(Source data)
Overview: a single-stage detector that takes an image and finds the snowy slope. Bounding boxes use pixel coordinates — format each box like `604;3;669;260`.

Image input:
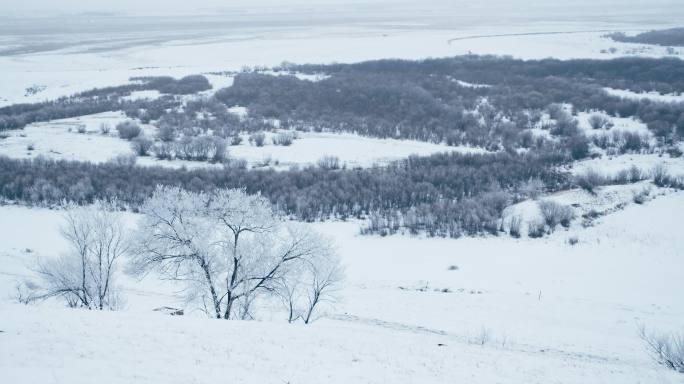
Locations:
0;187;684;383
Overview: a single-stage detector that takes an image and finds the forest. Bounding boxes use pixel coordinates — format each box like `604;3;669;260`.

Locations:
0;56;684;237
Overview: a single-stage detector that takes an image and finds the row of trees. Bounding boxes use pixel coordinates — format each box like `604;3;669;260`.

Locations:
20;187;342;323
0;152;569;236
0;75;211;131
215;56;684;148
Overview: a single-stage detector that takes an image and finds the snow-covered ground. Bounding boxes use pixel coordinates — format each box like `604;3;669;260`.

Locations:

Exercise brief: Rewrite the records from the line containing "finds the forest." through the end of the records, both ends included, changing "single-stage detector" to "one-stage detector" and leaving all else as it is. Return only those lines.

The answer:
Overview: a one-stage detector that takes an image and finds the forest. Bounding boxes use pixel coordinates — format each box like `604;3;669;260`.

Locations:
0;56;684;237
Overview: a one-stage detector that takes an image and finds the row of trees. Bounding boxes use pixel coordinates — format each box like `604;3;669;260`.

Locations:
20;187;342;323
0;152;569;236
0;75;211;131
215;56;684;148
Overview: a one-stage detector that takes an image and finds the snow-covered ground. Bounding boxes use pixel coordinates — format each box like `604;3;669;260`.

Locations:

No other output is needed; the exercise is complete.